THE TASK | Starting with the line that contains "of the gradient" and continuing through the line that contains "[[454, 377], [187, 406]]", rewrite every line of these entries, requests included, offsetting each coordinate in the answers by adding 16. Leave the pictures out of your answer.

— begin RECORDS FOR THIS EXERCISE —

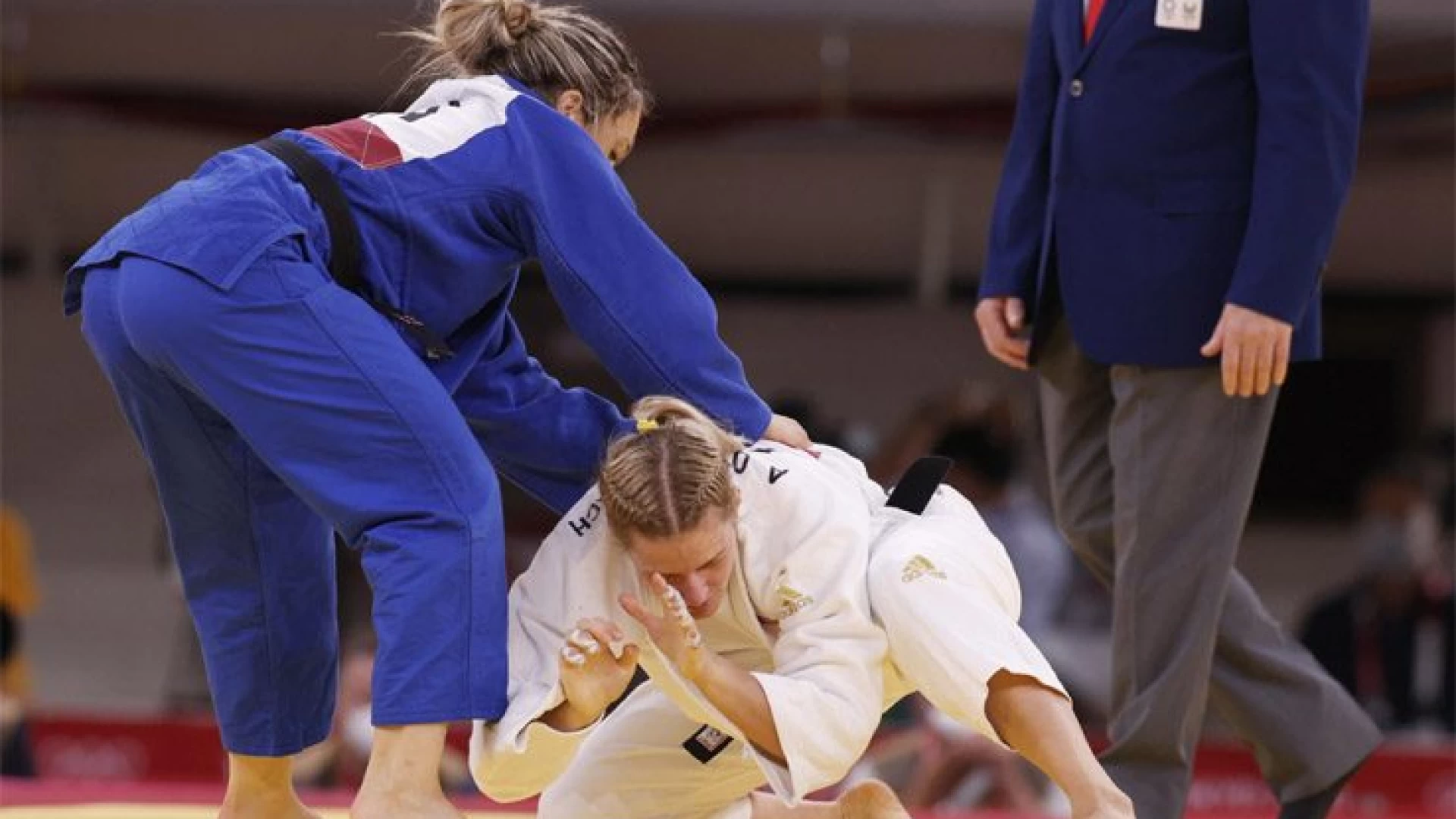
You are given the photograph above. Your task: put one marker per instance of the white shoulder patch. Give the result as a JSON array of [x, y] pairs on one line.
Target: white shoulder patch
[[447, 115]]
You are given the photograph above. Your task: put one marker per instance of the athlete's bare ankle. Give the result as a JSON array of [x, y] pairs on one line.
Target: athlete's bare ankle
[[376, 803]]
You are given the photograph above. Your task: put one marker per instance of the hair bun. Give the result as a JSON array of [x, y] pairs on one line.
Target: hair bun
[[516, 17]]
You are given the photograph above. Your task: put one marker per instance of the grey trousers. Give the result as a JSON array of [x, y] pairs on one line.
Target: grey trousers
[[1152, 475]]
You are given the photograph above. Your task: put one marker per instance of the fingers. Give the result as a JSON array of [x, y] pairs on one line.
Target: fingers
[[1015, 314], [993, 319], [1229, 365], [1282, 360], [677, 611], [588, 639], [1263, 372], [1215, 343]]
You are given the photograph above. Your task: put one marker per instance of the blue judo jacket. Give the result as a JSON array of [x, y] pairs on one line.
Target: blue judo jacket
[[452, 197]]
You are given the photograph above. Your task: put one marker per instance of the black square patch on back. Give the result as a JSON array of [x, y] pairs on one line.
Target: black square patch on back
[[707, 744]]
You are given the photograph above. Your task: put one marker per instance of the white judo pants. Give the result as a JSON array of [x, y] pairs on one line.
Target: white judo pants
[[946, 596]]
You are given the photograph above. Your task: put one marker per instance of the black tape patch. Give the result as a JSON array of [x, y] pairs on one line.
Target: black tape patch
[[707, 744]]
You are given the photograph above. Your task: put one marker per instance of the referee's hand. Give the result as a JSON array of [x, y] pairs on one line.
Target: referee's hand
[[1001, 319]]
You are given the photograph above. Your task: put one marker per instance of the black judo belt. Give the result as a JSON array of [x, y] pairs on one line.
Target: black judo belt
[[919, 483], [346, 248]]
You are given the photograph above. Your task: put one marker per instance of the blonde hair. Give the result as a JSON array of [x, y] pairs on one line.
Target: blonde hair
[[551, 49], [661, 480]]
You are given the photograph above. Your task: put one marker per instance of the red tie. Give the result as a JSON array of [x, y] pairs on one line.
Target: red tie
[[1090, 18]]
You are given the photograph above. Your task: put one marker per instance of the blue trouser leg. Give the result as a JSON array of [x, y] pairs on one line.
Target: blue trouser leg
[[313, 387]]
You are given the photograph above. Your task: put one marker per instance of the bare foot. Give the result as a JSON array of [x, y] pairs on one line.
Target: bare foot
[[1111, 806], [871, 799], [400, 806]]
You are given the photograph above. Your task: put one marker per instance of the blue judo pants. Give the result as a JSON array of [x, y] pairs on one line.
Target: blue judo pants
[[275, 411]]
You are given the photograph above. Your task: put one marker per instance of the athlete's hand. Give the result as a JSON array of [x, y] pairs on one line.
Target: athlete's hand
[[786, 430], [596, 668], [676, 634]]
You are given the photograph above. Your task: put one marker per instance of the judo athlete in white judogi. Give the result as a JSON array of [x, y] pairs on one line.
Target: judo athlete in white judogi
[[778, 607]]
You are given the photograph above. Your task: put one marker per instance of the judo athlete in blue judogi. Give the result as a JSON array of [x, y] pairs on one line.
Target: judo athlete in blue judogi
[[275, 404]]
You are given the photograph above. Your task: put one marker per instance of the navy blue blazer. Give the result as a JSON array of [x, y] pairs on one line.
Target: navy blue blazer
[[1158, 174]]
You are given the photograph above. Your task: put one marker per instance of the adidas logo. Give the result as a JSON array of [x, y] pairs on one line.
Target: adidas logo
[[792, 602], [918, 567]]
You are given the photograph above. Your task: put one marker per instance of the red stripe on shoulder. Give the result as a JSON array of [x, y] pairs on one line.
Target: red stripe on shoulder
[[360, 140]]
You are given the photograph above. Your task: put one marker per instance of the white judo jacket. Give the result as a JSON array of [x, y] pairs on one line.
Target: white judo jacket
[[795, 614]]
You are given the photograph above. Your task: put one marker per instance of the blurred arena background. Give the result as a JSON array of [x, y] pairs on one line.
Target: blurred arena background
[[827, 169]]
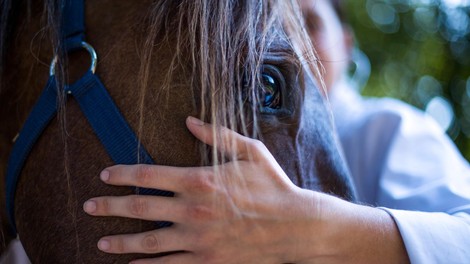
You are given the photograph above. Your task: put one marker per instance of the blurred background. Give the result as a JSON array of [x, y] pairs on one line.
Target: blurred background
[[419, 52]]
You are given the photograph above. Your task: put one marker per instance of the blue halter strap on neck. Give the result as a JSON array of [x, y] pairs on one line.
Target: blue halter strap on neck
[[96, 104]]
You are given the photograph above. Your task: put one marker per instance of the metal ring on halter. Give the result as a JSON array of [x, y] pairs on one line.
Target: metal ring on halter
[[91, 51]]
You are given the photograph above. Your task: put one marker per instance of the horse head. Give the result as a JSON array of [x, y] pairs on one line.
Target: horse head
[[246, 65]]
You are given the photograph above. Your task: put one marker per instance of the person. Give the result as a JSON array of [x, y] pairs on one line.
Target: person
[[399, 159]]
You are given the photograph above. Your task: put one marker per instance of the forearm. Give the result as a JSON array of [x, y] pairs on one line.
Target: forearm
[[348, 233]]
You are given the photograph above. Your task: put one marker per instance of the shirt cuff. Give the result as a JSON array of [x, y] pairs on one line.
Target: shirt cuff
[[434, 237]]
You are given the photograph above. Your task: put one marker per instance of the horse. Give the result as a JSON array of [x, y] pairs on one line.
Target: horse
[[247, 65]]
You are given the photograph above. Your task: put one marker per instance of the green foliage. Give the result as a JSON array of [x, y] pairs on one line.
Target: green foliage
[[419, 50]]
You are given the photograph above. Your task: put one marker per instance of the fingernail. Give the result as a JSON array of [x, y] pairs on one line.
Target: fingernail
[[104, 245], [196, 121], [104, 175], [89, 206]]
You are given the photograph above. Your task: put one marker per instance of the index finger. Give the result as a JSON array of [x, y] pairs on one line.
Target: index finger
[[150, 176]]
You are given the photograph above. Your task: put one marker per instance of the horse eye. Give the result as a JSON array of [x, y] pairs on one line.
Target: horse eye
[[271, 87]]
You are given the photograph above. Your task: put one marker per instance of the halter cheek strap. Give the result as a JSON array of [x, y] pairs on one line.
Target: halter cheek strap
[[96, 104]]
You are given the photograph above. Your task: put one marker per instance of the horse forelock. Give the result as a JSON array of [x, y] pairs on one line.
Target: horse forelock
[[223, 45]]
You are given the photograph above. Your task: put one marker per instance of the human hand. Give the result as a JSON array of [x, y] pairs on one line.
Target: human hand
[[244, 211]]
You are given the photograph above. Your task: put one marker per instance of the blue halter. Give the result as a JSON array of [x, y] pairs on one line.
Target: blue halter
[[96, 104]]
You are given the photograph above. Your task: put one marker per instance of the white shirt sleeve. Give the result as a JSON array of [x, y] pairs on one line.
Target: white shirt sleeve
[[420, 178], [425, 172], [434, 237]]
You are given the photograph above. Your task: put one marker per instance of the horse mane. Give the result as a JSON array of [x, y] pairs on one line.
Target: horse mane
[[226, 42]]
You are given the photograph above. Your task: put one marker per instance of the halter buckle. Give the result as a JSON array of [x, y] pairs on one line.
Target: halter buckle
[[91, 51]]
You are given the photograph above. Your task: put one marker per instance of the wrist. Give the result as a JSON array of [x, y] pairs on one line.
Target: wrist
[[332, 230]]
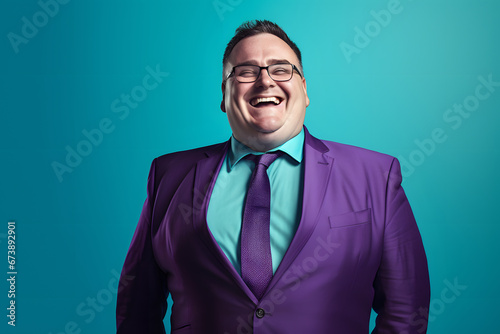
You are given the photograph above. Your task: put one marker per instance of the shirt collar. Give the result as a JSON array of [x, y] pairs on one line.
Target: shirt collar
[[293, 147]]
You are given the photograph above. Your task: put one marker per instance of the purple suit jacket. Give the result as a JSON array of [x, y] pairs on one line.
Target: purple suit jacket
[[357, 247]]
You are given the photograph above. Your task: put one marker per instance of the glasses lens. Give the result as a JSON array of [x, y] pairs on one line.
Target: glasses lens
[[281, 72], [246, 73]]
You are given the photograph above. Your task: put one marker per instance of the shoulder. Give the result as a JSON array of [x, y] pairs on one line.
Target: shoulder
[[181, 162], [355, 153], [354, 161]]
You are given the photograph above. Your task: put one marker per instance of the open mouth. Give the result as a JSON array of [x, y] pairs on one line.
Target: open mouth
[[259, 102]]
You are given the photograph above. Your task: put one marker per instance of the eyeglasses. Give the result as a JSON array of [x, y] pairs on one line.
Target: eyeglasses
[[250, 73]]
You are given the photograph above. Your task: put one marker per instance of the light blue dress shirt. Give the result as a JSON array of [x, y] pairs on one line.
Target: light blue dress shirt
[[225, 209]]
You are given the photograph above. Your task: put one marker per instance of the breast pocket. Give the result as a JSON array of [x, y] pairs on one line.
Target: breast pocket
[[351, 219]]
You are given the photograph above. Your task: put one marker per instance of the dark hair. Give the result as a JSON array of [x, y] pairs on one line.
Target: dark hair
[[255, 27]]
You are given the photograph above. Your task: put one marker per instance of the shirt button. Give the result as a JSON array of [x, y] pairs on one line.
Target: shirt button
[[260, 313]]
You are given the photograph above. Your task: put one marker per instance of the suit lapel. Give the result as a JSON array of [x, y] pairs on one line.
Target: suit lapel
[[317, 171]]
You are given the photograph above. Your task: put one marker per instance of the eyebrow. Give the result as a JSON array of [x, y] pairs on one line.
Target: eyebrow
[[270, 62]]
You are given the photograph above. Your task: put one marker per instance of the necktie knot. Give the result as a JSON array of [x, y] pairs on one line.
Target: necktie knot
[[256, 259], [265, 159]]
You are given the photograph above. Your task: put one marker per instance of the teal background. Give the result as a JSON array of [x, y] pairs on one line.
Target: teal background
[[73, 235]]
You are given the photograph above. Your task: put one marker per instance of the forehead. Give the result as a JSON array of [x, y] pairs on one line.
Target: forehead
[[261, 49]]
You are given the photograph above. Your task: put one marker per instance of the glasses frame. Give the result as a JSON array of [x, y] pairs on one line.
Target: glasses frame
[[260, 71]]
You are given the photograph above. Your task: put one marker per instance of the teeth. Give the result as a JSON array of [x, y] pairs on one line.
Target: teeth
[[256, 101]]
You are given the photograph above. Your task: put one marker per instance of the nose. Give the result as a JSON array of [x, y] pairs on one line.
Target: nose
[[264, 80]]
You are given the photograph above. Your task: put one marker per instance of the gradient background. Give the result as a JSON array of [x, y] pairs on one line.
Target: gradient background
[[73, 235]]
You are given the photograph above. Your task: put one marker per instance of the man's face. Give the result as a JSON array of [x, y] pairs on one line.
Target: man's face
[[263, 126]]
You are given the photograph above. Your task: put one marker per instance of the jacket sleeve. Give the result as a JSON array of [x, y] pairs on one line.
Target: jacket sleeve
[[402, 289], [142, 291]]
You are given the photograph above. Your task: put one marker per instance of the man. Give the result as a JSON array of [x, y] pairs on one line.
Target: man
[[306, 238]]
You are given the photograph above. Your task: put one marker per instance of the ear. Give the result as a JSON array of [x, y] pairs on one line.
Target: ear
[[223, 104], [304, 84]]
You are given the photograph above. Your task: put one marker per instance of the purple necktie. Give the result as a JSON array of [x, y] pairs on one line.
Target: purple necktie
[[256, 262]]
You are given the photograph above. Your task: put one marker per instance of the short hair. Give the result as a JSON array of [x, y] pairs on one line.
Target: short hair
[[255, 27]]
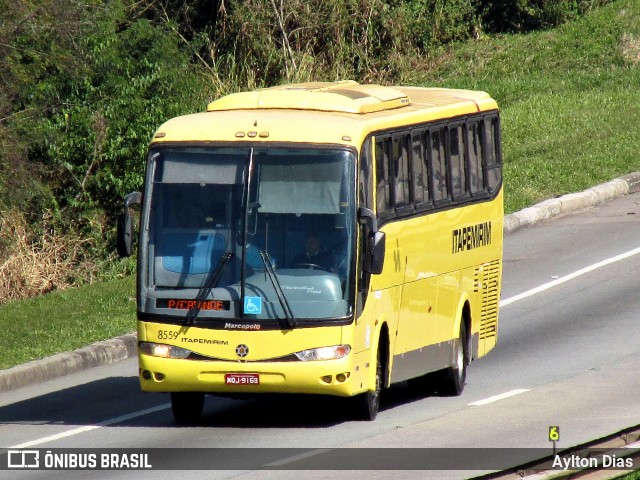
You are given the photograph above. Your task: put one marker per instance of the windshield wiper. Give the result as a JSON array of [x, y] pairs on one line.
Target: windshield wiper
[[266, 259], [212, 282]]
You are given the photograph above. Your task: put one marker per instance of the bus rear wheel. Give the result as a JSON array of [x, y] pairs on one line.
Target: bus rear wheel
[[454, 377], [187, 406]]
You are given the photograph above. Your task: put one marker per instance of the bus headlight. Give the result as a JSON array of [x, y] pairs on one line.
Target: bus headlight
[[324, 353], [165, 351]]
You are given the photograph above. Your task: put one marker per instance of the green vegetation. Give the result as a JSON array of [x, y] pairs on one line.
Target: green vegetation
[[65, 320], [84, 85]]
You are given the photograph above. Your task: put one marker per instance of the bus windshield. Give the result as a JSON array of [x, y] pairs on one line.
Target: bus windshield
[[249, 233]]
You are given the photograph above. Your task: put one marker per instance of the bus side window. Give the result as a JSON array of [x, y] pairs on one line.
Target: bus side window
[[438, 161], [400, 162], [474, 138], [494, 166], [420, 170]]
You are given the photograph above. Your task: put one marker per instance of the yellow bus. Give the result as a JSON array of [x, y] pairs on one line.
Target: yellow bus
[[318, 238]]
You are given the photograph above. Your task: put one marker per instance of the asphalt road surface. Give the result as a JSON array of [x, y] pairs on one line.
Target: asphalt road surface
[[568, 355]]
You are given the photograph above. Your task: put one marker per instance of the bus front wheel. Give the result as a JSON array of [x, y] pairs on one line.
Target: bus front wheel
[[187, 406], [369, 402]]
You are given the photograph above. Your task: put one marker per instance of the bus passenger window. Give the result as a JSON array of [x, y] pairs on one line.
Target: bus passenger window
[[494, 168], [400, 157], [383, 197], [474, 135], [420, 172], [456, 153], [438, 161]]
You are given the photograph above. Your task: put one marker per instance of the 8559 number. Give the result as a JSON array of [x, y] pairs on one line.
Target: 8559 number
[[167, 335]]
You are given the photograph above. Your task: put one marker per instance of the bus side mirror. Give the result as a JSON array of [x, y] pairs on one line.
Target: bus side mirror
[[375, 243], [375, 253], [124, 239]]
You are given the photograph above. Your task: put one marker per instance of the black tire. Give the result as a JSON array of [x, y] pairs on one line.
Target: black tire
[[454, 377], [369, 402], [187, 406]]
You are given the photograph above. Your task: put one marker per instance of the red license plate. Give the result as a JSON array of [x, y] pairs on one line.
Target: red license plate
[[242, 379]]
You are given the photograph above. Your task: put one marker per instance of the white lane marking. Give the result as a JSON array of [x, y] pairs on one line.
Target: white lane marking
[[497, 398], [88, 428], [571, 276]]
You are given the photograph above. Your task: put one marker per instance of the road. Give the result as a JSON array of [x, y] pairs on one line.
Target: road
[[568, 355]]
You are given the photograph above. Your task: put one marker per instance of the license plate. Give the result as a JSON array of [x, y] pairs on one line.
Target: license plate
[[242, 379]]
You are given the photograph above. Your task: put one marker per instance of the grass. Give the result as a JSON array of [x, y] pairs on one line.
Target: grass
[[570, 113], [65, 320], [570, 117]]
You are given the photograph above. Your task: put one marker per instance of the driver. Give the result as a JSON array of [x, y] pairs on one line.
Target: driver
[[314, 254]]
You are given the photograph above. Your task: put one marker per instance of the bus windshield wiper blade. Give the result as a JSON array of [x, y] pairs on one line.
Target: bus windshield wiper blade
[[266, 259], [212, 282]]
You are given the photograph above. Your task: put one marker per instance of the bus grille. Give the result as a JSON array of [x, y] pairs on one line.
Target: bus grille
[[486, 281]]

— end RECORDS FOR THIS EXERCISE —

WRITTEN RESPONSE |
You are given the photograph above. Your task: put one marker per instance of the gradient background. Give the result as a JSON array of [x, y] pairs on one line.
Target: gradient background
[[89, 251]]
You are given the photograph above. Your task: put one marker per instance of the man's face. Give the result as a JSON array of [x, y] pairs on one line.
Target: man's face
[[279, 142]]
You are given the photograph above. Your task: put one marker per instance of the jacket sleeve. Give the result as a JSON array of [x, y] pairs on one line.
Target: jacket sleeve
[[418, 305], [158, 307]]
You are given the photograph above. Your task: put one marker per instance of the man. Give the result as a JSON array of [x, y] pairs on one line.
Target: man
[[322, 254]]
You are given the photograph above. Your task: put one marker per instance of the ear. Give the result as a JSON array of [x, y] pairs on one line.
Target: ear
[[239, 120], [320, 100]]
You are given the photograph above. Your task: put one marker per instance of the purple necktie. Give the result as a JSON array of [x, y] pairs on one line.
Target: purple necktie
[[272, 278]]
You are given the photograph above. Your task: put one marker per instance of the short hair. Give the result as a JSON array of [x, y] pairs on one line.
Target: short hair
[[271, 43]]
You are given the photograph above. Your task: put one marker per instance of the windshield wiper. Give the result as a JSON array of [x, y] pairs on one line.
Target: windshield wiper
[[282, 275], [228, 298]]
You are given the photograph above. Your task: put one marker per instance of the bus rear wheel. Give the result as a JSON array of [x, y] pairs on one line.
Target: bus rear wheel
[[470, 393], [203, 422]]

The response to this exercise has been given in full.